═══ VORLIEGENDER TEXT ═══

Oscarverleihung 2025 – eine Prognose, Teil #2
Am Sonntag werden in Los Angeles zum 97. Mal die Oscars verliehen. Nachdem es in Teil #1 um die Kurzfilme, die Dokumentarfilme und die Animierten Spielfilme ging, widme ich mich diesmal den technischen Kategorien, also jenen Filmkünstlern, die im Hintergrund arbeiten und die Gestaltung des jeweiligen Films durch ihre Kunst tragen.
I. MakeUp & Hair Styling

Wird gewinnen: THE SUBSTANCE, in dem der in die Jahre gekommene TV-Star Elisabeth (Demi Moore) nach Einnahme der titelgebenden Droge aus ihrem Rücken ein jüngeres Ich namens Sue (Margaret Qualley) gebiert, das ihr fortan immer mehr Zeit stiehlt, wodurch Elisabeths Alterungsprozess rapide zunimmt. Klingt weird? Willkommen bei THE SUBSTANCE. Während das MakeUp-Team weite Strecken des Films damit beschäftigt ist, diesen nur bestimmte Regionen von Elisabeths Körper betreffenden Alterungsprozess glaubhaft zu gestalten, darf es sich im letzten Viertel des Film völlig entfesselt austoben. Die groteske Deformation von „Monstro Elisasue“ lässt selbst die wildesten Fantasiegeschöpfe des Splattergenres alt aussehen. Spektakulär und tragikomisch – THE SUBSTANCE ist dieser Oscar kaum noch zu nehmen. Eine Auszeichnung hier wäre auch ein starker Indikator für den Ausgang des Rennens um den Oscar für die beste weibliche Hauptrolle. Die Korrelation von transformativer Performance und Maskenbild hat in den vergangenen Jahren immer wieder zu doppelten Oscargewinnen geführt, siehe THE IRON LADY (2011), LES MISÉRABLES (2012), DALLAS BUYERS CLUB (2013), DARKEST HOUR (2017), THE EYES OF TAMMY FAYE (2021), THE WHALE (2022) und POOR THINGS (2023). Diese Rechnung kann man natürlich auch für EMILIA PÉREZ und WICKED aufmachen.
Sollte gewinnen: Sollte THE SUBSTANCE wider Erwarten leer ausgehen, hätte die Academy mit NOSFERATU, in dem Bill Skarsgård hinter der Maske des seit Jahrhunderten verwesenden Körpers des Grafen Orlok verschwindet, und A DIFFERENT MAN, in dem Sebastian Stan in der ersten Hälfte des Films das glaubhafte Aussehen eines Mannes verpasst bekommt, der unter Neurofibromatose leidet, zwei exzellente und preiswürdige Arbeiten zur Auswahl.

═══

ARBEITSAUFTRAG 1 »
Gib aus dem Text zur Oscar-Prognose den Abschnitt von „Sollte gewinnen: Sollte“ bis einschließlich „Arbeiten zur Auswahl.“ wortgetreu aus.
ARBEITSAUFTRAG 2 »
Beantworte anhand des Textes zur Oscar-Prognose diese Fragen:
(a) In welcher Stadt werden die Oscars verliehen?
(b) Wer spielt in THE SUBSTANCE die Figur Sue?
(c) Hinter der Maske welcher Figur verschwindet Bill Skarsgård in NOSFERATU?
ARBEITSAUFTRAG 3 »
Entscheide, ob die folgenden Aussagen mit dem Text zur Oscar-Prognose übereinstimmen:
(a) In Teil #1 ging es unter anderem um die Dokumentarfilme.
(b) In A DIFFERENT MAN bekommt Demi Moore das Aussehen eines Mannes, der unter Neurofibromatose leidet.
(c) THE WHALE wird als Beispiel für einen doppelten Oscargewinn genannt.
Die Datensätze werden für die Bearbeitung nicht gebraucht.

═══ BEREITGESTELLTE DATEN ═══

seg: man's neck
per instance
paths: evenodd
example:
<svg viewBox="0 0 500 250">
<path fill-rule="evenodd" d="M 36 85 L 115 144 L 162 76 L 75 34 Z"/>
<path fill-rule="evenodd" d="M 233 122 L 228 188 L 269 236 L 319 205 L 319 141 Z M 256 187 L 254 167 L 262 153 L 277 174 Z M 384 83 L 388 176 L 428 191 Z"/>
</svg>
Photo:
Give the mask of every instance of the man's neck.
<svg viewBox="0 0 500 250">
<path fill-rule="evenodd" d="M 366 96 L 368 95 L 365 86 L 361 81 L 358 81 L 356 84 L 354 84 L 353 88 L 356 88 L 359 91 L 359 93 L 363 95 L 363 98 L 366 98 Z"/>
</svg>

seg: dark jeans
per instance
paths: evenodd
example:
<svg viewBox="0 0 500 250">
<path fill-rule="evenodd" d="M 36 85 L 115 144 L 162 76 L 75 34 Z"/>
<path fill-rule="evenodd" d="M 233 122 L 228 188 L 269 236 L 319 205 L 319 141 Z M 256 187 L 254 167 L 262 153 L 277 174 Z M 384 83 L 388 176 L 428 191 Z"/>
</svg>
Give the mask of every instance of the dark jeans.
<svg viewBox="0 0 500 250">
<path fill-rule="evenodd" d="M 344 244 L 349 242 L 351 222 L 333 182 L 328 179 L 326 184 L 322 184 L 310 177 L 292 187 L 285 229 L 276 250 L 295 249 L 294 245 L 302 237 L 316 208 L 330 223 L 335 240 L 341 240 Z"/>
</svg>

═══

SCHRIFTLICHE LÖSUNG 1 »
Sollte gewinnen: Sollte THE SUBSTANCE wider Erwarten leer ausgehen, hätte die Academy mit NOSFERATU, in dem Bill Skarsgård hinter der Maske des seit Jahrhunderten verwesenden Körpers des Grafen Orlok verschwindet, und A DIFFERENT MAN, in dem Sebastian Stan in der ersten Hälfte des Films das glaubhafte Aussehen eines Mannes verpasst bekommt, der unter Neurofibromatose leidet, zwei exzellente und preiswürdige Arbeiten zur Auswahl.

SCHRIFTLICHE LÖSUNG 2 »
(a) In Los Angeles.
(b) Margaret Qualley.
(c) Hinter der Maske des Grafen Orlok.

SCHRIFTLICHE LÖSUNG 3 »
(a) Ja: „Nachdem es in Teil #1 um die Kurzfilme, die Dokumentarfilme und die Animierten Spielfilme ging“
(b) Nein: „in dem Sebastian Stan in der ersten Hälfte des Films das glaubhafte Aussehen eines Mannes verpasst bekommt, der unter Neurofibromatose leidet“
(c) Ja: „THE WHALE (2022)“